AIM:
Write out every line of the entries below as a JSON list of strings, one string per line, leaving out blank lines.

EXTRACTED ENTRIES:
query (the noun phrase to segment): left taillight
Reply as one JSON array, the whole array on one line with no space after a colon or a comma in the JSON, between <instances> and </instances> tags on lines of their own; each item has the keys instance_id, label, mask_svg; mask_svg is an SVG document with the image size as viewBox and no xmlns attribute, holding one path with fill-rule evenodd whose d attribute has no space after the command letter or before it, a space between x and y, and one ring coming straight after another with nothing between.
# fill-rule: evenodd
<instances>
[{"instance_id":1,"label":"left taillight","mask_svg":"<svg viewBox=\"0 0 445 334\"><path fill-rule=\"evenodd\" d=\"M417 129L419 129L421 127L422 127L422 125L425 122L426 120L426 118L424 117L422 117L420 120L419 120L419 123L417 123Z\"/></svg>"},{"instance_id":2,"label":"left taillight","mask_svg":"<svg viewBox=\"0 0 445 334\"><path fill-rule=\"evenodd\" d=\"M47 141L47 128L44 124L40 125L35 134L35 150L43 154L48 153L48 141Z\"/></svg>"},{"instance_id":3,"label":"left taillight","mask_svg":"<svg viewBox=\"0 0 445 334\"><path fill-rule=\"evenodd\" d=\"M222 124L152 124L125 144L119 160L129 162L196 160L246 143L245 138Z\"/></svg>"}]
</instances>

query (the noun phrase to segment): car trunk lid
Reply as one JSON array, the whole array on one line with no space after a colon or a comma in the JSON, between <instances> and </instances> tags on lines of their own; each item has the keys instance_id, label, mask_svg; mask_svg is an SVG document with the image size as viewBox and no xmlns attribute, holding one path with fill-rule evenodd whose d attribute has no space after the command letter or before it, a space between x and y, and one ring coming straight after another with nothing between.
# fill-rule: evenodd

CORRECT OUTPUT:
[
  "query (the noun phrase to segment): left taillight",
  "Reply as one JSON array, the whole array on one line with no space after a colon or a comma in the JSON, between <instances> and </instances> tags on lines of their own; each item has the keys instance_id, label, mask_svg; mask_svg is an SVG document with the image size as viewBox and no xmlns attribute, holding one path with fill-rule evenodd whose d attribute has no space after the command letter or before it, a space between x and y, and one ring coming straight after another with nothing between.",
  "# fill-rule: evenodd",
  "<instances>",
  "[{\"instance_id\":1,\"label\":\"left taillight\",\"mask_svg\":\"<svg viewBox=\\\"0 0 445 334\\\"><path fill-rule=\\\"evenodd\\\" d=\\\"M417 129L419 129L421 127L422 127L422 125L425 122L426 120L426 118L424 117L422 117L420 120L419 120L419 123L417 123Z\\\"/></svg>\"},{\"instance_id\":2,\"label\":\"left taillight\",\"mask_svg\":\"<svg viewBox=\\\"0 0 445 334\\\"><path fill-rule=\\\"evenodd\\\" d=\\\"M47 141L47 128L44 124L40 125L35 134L35 150L43 154L48 153L48 141Z\\\"/></svg>\"},{\"instance_id\":3,\"label\":\"left taillight\",\"mask_svg\":\"<svg viewBox=\\\"0 0 445 334\\\"><path fill-rule=\\\"evenodd\\\" d=\\\"M222 124L152 124L125 144L119 160L129 162L196 160L246 143L245 138Z\\\"/></svg>\"}]",
  "</instances>",
  "query (the noun phrase to segment): car trunk lid",
  "Reply as one JSON array, the whole array on one line with no space after a colon or a comma in the JSON, between <instances> and </instances> tags on lines of their own; each item has the keys instance_id, label, mask_svg; mask_svg is an SVG document with the image size as viewBox and no xmlns attribute, holding one path with fill-rule evenodd whose d attribute has no space after the command letter or before it, a space between x and y, and one ring coming straight after another with nothing between.",
  "# fill-rule: evenodd"
]